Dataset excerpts
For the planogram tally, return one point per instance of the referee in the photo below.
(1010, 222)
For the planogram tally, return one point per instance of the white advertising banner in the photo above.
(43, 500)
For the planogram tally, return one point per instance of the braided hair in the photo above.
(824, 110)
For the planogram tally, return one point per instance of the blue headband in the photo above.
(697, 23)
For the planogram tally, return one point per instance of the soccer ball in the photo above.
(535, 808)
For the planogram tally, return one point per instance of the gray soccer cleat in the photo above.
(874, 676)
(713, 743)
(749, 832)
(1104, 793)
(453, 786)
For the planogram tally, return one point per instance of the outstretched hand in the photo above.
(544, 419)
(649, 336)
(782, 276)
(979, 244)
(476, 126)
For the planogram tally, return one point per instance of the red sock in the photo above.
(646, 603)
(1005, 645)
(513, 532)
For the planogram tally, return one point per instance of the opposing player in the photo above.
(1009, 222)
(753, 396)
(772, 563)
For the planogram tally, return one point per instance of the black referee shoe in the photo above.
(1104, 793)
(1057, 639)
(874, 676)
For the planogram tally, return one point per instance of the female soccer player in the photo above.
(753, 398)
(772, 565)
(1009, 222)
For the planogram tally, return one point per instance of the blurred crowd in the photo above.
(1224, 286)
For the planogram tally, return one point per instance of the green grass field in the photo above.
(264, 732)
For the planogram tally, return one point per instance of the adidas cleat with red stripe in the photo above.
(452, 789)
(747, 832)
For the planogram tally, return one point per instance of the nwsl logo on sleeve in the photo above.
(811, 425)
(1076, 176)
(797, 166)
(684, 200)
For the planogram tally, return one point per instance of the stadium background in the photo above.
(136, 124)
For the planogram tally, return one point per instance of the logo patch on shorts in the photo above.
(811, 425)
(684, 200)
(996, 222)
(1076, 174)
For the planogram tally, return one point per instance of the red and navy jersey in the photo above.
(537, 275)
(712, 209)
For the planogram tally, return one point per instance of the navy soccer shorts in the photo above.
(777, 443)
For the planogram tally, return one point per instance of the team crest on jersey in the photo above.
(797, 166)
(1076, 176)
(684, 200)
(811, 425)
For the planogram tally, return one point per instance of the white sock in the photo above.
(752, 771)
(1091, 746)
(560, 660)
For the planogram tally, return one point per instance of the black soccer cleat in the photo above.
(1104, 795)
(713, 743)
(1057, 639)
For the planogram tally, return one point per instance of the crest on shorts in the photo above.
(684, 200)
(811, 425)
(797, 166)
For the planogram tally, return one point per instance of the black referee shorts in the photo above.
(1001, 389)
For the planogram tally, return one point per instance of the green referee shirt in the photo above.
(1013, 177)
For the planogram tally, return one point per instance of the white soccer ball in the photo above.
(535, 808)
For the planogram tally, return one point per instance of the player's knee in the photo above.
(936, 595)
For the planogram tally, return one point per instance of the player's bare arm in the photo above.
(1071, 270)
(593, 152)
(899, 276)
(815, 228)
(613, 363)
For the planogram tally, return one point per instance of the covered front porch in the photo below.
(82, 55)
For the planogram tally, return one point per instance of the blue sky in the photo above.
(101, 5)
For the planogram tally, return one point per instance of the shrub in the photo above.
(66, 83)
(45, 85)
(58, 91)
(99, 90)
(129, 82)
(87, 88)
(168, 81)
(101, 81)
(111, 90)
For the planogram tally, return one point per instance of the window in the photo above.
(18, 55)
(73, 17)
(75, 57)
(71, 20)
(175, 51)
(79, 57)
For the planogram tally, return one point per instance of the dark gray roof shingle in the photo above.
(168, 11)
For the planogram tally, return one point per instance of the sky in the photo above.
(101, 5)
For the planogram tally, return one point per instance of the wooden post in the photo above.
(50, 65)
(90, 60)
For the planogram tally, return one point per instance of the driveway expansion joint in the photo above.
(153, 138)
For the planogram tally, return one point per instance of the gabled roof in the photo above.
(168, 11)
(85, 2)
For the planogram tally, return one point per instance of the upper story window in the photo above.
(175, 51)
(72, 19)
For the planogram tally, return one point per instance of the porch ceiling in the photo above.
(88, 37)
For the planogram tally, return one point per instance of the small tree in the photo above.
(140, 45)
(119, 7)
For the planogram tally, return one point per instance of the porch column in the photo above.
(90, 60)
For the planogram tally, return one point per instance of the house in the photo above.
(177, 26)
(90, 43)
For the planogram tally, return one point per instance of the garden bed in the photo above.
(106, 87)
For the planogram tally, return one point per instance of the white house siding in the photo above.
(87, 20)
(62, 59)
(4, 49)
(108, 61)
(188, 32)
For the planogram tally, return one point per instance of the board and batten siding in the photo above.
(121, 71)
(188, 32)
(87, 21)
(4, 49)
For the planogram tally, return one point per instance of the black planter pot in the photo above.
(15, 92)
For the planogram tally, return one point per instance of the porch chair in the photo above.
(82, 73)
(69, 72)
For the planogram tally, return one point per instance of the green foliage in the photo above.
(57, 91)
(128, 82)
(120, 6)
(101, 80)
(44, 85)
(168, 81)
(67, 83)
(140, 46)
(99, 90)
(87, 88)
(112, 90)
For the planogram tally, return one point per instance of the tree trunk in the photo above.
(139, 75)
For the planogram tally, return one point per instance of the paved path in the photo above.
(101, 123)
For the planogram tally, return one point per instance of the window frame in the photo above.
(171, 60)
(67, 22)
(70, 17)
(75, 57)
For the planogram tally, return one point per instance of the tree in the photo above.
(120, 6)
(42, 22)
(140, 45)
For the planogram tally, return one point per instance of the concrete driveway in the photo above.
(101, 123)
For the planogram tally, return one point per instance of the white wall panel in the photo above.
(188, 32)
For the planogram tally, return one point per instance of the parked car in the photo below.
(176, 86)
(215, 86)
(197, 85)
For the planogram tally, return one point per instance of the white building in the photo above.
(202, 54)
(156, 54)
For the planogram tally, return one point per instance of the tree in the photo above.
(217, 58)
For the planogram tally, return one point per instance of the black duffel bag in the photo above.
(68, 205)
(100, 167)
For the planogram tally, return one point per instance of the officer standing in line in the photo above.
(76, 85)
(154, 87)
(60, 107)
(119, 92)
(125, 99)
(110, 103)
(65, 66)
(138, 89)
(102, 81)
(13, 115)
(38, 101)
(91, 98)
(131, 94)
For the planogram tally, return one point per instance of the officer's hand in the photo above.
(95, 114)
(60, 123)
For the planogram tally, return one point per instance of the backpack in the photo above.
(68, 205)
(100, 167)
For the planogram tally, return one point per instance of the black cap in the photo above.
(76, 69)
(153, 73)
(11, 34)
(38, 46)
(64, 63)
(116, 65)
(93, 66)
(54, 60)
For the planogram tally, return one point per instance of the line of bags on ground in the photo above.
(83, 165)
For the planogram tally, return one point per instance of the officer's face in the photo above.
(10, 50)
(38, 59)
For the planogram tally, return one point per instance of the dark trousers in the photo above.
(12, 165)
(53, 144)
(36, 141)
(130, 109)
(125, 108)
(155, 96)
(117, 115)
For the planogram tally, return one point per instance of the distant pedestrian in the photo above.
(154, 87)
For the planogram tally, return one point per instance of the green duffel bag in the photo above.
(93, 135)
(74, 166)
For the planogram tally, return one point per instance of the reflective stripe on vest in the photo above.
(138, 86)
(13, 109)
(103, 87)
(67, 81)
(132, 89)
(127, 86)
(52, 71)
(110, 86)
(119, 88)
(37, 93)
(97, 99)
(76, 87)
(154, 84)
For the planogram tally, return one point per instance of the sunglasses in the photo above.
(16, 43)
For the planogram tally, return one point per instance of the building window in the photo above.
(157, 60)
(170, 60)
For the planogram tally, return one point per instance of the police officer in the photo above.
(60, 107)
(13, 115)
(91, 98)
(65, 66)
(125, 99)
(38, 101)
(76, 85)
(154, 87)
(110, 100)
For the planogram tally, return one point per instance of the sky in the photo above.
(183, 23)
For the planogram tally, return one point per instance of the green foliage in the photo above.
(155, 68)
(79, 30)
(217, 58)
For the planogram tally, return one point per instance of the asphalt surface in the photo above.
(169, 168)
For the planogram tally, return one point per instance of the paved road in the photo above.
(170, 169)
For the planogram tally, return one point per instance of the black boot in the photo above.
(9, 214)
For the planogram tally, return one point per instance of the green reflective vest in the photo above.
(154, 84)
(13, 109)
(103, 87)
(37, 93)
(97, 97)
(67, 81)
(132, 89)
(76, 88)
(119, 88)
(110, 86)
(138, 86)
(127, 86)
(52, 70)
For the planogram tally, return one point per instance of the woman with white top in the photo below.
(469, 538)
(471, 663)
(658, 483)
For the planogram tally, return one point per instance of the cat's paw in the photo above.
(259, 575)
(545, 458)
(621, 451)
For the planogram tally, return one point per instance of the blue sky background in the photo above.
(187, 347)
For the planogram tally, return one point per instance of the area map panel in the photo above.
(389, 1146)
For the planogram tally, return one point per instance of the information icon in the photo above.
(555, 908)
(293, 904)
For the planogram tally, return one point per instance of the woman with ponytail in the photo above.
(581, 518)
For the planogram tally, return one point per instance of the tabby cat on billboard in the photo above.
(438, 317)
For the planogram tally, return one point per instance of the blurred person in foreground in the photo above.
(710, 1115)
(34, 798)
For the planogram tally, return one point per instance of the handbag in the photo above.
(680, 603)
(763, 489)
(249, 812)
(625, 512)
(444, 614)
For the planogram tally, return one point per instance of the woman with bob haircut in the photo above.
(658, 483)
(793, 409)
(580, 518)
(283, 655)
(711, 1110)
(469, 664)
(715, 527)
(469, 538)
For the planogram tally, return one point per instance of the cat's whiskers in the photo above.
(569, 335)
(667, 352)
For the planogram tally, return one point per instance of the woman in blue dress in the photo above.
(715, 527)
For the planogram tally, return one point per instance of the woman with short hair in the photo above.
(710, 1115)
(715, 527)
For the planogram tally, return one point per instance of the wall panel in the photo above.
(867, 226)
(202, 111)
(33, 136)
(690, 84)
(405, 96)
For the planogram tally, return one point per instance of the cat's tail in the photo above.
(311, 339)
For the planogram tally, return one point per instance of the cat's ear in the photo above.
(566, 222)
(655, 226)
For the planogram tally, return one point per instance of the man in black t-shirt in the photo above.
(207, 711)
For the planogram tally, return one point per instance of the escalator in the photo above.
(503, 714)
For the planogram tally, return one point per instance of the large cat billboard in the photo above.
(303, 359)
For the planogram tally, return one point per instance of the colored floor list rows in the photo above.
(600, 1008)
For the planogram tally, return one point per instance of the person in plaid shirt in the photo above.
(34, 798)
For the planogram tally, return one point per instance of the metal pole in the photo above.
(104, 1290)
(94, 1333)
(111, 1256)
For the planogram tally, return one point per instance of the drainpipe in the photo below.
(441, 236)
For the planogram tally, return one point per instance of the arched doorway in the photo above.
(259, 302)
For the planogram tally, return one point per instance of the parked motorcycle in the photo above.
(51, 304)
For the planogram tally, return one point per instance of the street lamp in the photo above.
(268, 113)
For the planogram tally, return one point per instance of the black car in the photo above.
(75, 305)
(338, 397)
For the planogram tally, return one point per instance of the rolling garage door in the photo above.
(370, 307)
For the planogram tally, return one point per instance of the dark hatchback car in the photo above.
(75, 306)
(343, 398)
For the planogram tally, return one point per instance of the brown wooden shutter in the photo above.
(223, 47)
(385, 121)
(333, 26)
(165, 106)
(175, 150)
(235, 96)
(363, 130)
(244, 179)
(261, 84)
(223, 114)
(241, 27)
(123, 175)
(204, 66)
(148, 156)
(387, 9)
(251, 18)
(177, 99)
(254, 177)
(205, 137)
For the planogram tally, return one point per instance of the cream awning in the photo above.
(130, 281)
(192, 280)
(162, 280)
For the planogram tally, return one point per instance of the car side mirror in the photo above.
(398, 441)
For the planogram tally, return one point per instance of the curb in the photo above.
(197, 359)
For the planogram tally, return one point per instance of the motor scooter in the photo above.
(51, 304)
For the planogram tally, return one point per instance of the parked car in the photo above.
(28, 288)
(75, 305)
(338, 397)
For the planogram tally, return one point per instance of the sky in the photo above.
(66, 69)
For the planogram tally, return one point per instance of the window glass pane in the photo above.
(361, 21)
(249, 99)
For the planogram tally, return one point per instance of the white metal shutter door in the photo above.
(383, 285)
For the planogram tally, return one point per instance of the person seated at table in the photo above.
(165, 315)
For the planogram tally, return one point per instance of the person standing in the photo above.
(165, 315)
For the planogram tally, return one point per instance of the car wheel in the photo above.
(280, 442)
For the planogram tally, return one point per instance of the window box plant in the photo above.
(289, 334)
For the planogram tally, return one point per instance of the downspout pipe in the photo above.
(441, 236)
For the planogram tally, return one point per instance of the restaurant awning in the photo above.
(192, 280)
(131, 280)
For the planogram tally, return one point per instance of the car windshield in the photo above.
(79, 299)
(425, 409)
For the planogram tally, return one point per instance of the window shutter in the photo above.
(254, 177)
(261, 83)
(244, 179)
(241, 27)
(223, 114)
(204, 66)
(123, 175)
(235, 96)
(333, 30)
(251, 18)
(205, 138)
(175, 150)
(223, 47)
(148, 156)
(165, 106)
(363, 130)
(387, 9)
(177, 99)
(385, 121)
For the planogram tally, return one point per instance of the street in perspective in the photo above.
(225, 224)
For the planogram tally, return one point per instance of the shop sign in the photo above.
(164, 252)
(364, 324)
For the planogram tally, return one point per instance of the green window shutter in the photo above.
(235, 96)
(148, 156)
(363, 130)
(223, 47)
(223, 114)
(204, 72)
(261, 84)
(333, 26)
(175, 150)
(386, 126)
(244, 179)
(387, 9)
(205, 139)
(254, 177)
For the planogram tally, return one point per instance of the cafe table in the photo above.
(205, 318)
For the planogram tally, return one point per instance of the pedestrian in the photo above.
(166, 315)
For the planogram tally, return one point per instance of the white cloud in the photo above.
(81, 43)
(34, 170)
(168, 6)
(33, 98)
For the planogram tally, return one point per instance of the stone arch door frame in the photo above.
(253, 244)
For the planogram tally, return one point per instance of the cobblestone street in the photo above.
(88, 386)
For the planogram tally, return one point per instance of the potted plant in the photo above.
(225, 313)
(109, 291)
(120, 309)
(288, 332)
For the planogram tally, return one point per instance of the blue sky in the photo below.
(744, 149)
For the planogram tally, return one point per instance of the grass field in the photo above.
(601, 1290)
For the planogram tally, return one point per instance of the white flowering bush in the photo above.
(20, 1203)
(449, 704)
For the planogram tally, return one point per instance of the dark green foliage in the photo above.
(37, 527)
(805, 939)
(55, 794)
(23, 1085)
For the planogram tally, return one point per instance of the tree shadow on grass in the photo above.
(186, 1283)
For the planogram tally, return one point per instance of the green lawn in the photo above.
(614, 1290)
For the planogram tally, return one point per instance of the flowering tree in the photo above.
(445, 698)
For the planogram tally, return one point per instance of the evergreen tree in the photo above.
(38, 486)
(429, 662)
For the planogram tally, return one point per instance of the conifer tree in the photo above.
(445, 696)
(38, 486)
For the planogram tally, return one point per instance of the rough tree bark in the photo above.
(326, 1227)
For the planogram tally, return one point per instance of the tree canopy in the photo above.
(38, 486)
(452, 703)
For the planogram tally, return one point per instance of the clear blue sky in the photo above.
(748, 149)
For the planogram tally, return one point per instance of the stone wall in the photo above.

● **TRY IT**
Retype the lines above without alteration. The first is the one containing "lawn in the photo above.", and the last is the final line of the data.

● **ANSWER TO THE EXERCISE**
For the planogram tally, return one point per instance of the green lawn in the photo above.
(614, 1290)
For the planogram tally, return one point per instance of the flowering tree in the photo above.
(445, 698)
For the planogram tally, return one point per instance of the evergreen tree in the photo above.
(38, 486)
(429, 662)
For the planogram tally, return one point per instance of the conifer tree in the photo above.
(445, 696)
(38, 486)
For the planogram tally, return one point per instance of the rough tree bark in the photo above.
(326, 1227)
For the planogram tally, return one point per instance of the tree canopy in the photo above.
(38, 486)
(452, 703)
For the planogram tally, return one point per instance of the clear blue sky in the photo above.
(748, 149)
For the planogram tally, return one point per instance of the stone wall in the photo above.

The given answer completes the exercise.